EXERCÍCIOS.
a. No texto sobre a Lei do Mar, quantos deputados pediram a fiscalização sucessiva abstrata da constitucionalidade, e de que partidos eram?
b. Prossiga a redação do texto sobre a Lei do Mar a partir da última frase apresentada.

Açoriano Oriental
Normas de gestão partilhada do mar declaradas inconstitucionais

Tribunal Constitucional declarou inconstitucionais duas normas da designada Lei do Mar, aprovada em 2020, que advogam a gestão partilhada do espaço marítimo entre a República e as regiões autónomas dos Açores e da Madeira

Normas de gestão partilhada do mar declaradas inconstitucionais

Autor: Lusa

O Tribunal Constitucional (TC) declarou inconstitucionais duas normas da designada Lei do Mar, aprovada em 2020, que advogam a gestão partilhada do espaço marítimo entre a República e as regiões autónomas dos Açores e da Madeira.

Num comunicado e acórdão divulgados ontem, relativos à sessão plenária de quarta-feira, o TC considera que a gestão do espaço marítimo nacional é da “exclusiva competência” do Estado, não podendo essa gestão estar dependente da posição das regiões autónomas da Madeira e dos Açores.

Aprovada em 2022 na Assembleia da República e promulgada pelo Presidente da República, a Lei de Bases da Política de Ordenamento e de Gestão do Espaço Marítimo Nacional foi alvo de um pedido de fiscalização sucessiva abstrata da constitucionalidade por parte de 38 deputados do PS, PSD e PCP.

Em plenário de quarta-feira, o TC considerou “que o condicionamento introduzido” na lei “por via da vinculatividade do parecer obrigatório” das regiões autónomas, “retira a exclusividade da competência para exercer os poderes dominiais resultantes da soberania e jurisdição” que o Estado “detém sobre a zona da plataforma continental em causa, designadamente no que se refere à atividade ordenadora inerente ao planeamento de tal espaço marítimo”.

“Ora, o exercício desses poderes não é transferível para outras entidades, sob pena de comprometer o estatuto jurídico de dominialidade e a integridade e soberania do Estado”, refere o comunicado do TC.

O TC assinala ainda que, “no que ao regime dos bens do domínio público diz respeito, a reserva de competência legislativa da Assembleia da República [AR] é total”.
Assim, a AR “não se pode limitar a definir as bases gerais de tal regime, antes devendo fixar todo o conteúdo primário do mesmo”, acrescenta o TC.


Presidente do TC defende autonomia regional perante “pendor centralista”
O presidente do Tribunal Constitucional (TC) recusou subscrever a decisão de inconstitucionalidade de uma das normas da designada Lei do Mar, defendendo a autonomia das regiões autónomas e criticando o “ancestral pendor centralista da cultura política dominante”.

A posição é manifestada numa declaração de voto incluída no acórdão do TC que, “por maioria”, deliberou sobre a inconstitucionalidade de duas normas da Lei de Bases da Política de Ordenamento e de Gestão do Espaço Marítimo Nacional, aprovada em 2020, advogando a gestão partilhada do espaço marítimo entre a República as regiões autónomas.

DADOS EXTRAÍDOS.
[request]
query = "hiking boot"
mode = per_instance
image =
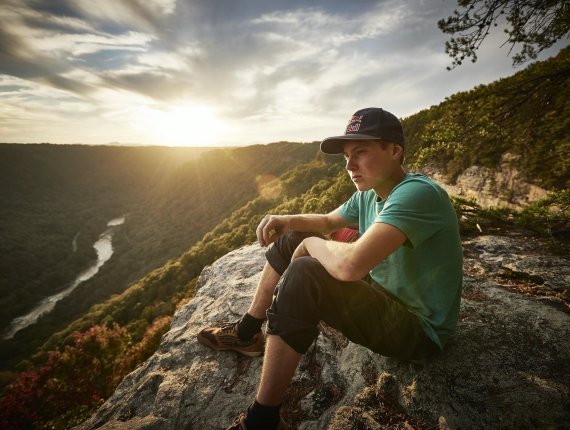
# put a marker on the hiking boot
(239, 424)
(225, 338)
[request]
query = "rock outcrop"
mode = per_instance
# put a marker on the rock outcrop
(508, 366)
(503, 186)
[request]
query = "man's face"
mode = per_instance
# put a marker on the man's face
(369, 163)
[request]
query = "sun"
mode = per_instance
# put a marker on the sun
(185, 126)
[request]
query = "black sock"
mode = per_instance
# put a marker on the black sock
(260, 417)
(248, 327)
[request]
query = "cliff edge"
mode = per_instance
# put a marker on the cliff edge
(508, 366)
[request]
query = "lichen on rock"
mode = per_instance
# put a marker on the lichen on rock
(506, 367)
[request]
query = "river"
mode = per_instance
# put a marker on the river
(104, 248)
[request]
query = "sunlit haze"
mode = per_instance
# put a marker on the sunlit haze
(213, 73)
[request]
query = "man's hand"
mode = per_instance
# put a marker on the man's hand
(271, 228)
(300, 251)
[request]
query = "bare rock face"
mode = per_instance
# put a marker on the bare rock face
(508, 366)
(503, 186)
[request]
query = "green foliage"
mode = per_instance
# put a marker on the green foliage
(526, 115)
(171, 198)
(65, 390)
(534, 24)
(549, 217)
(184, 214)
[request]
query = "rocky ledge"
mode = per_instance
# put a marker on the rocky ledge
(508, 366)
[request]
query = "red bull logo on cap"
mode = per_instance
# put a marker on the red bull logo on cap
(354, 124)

--

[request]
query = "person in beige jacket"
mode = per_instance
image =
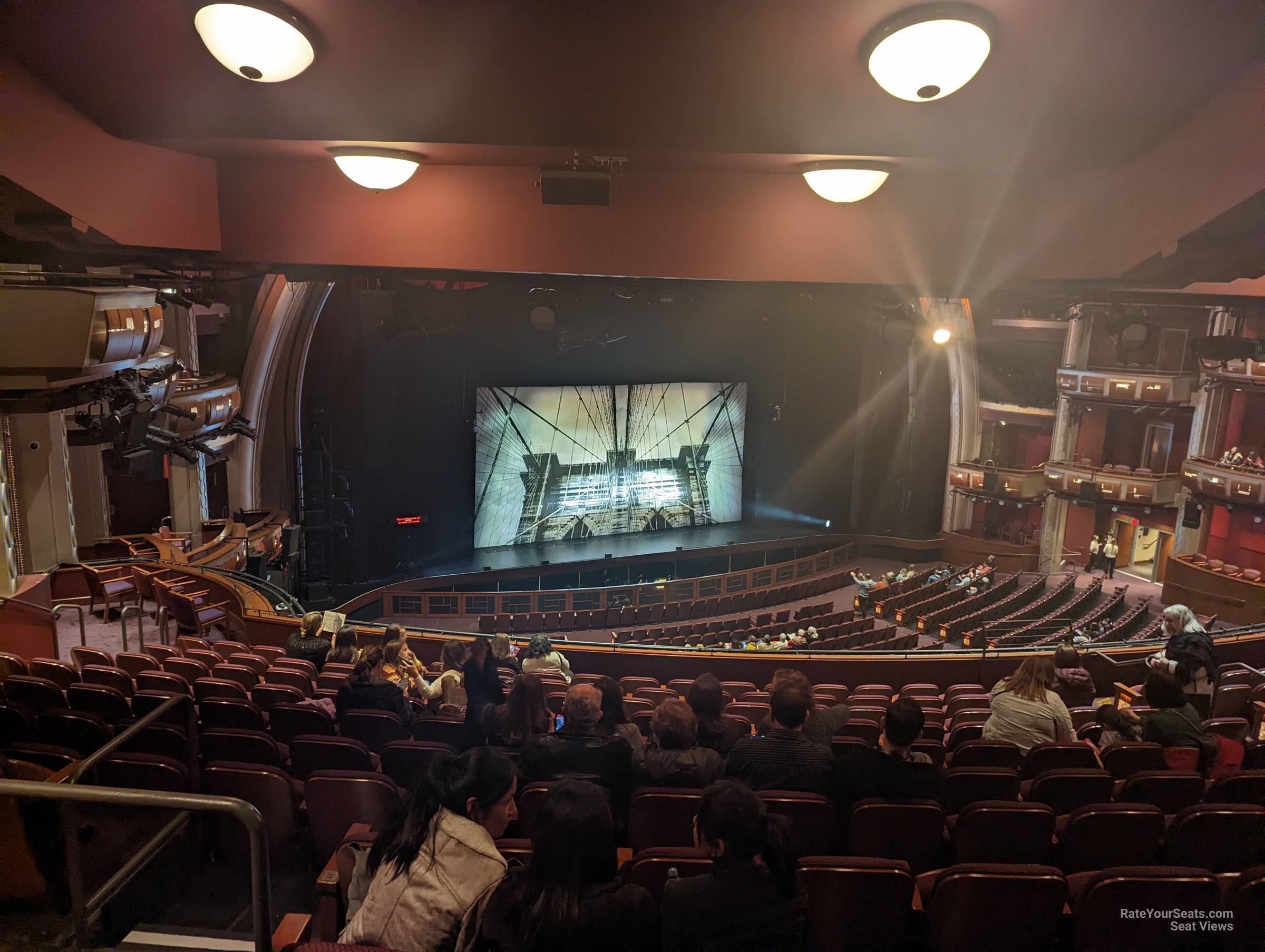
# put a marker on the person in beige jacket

---

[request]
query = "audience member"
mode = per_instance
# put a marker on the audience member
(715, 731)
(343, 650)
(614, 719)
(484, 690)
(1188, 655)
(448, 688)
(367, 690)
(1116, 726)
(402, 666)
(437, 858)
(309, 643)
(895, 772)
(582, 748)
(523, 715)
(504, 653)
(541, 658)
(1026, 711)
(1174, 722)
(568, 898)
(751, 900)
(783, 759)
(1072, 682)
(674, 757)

RESPOSTAS POR EXERCÍCIO.
a. Foram 38 deputados, do PS, do PSD e do PCP.

b.
No texto, João Caupers diz não poder “subscrever o juízo de inconstitucionalidade” de uma das alíneas da decisão pois, “respeitando as convicções dos outros membros do plenário”, considera “que elas refletem, em maior ou menor medida, o ancestral pendor centralista da cultura política dominante”.

Para João Caupers, esta cultura “tende a ver a autonomia regional como uma espécie de remédio de gosto amargo, a tomar com parcimónia, em doses moderadas, sempre com receio dos efeitos secundários - o afrouxamento do controlo do Estado sobre a atividade jurídico-pública dos órgãos próprios das regiões autónomas, o subsequente e fatal esbatimento do unitarismo do Estado e, ‘vade retro’, o fantasma do federalismo”.

“Para o Tribunal, o problema essencial que dita o juízo de inconstitucionalidade, é a circunstância de o parecer dos órgãos regionais ser vinculativo. Isto significa que o sentido da decisão a tomar seria codeterminado pelos órgãos do Estado e pelos órgãos regionais”, descreve.

A categoria dos pareceres vinculativos, diz, “é conhecida e usada em inúmeras áreas da administração pública, precisamente porque se trata de um instrumento útil para forçar entendimentos, que somente alguma pressão sobre ambas as partes permite alcançar”.

“A sua rejeição, neste caso, só pode radicar na prognose apocalíptica de que os órgãos das regiões autónomas iriam opor-se sistemática e arbitrariamente às intenções do Estado, obstando à tomada de quaisquer decisões”, refere.

Tal perspetiva “desconsidera que tal atitude prejudicaria, em primeira linha, as próprias populações dos Açores e da Madeira”.

“Como não a considerar desconfiada, senão mesmo hostil, à autonomia regional?”, questiona.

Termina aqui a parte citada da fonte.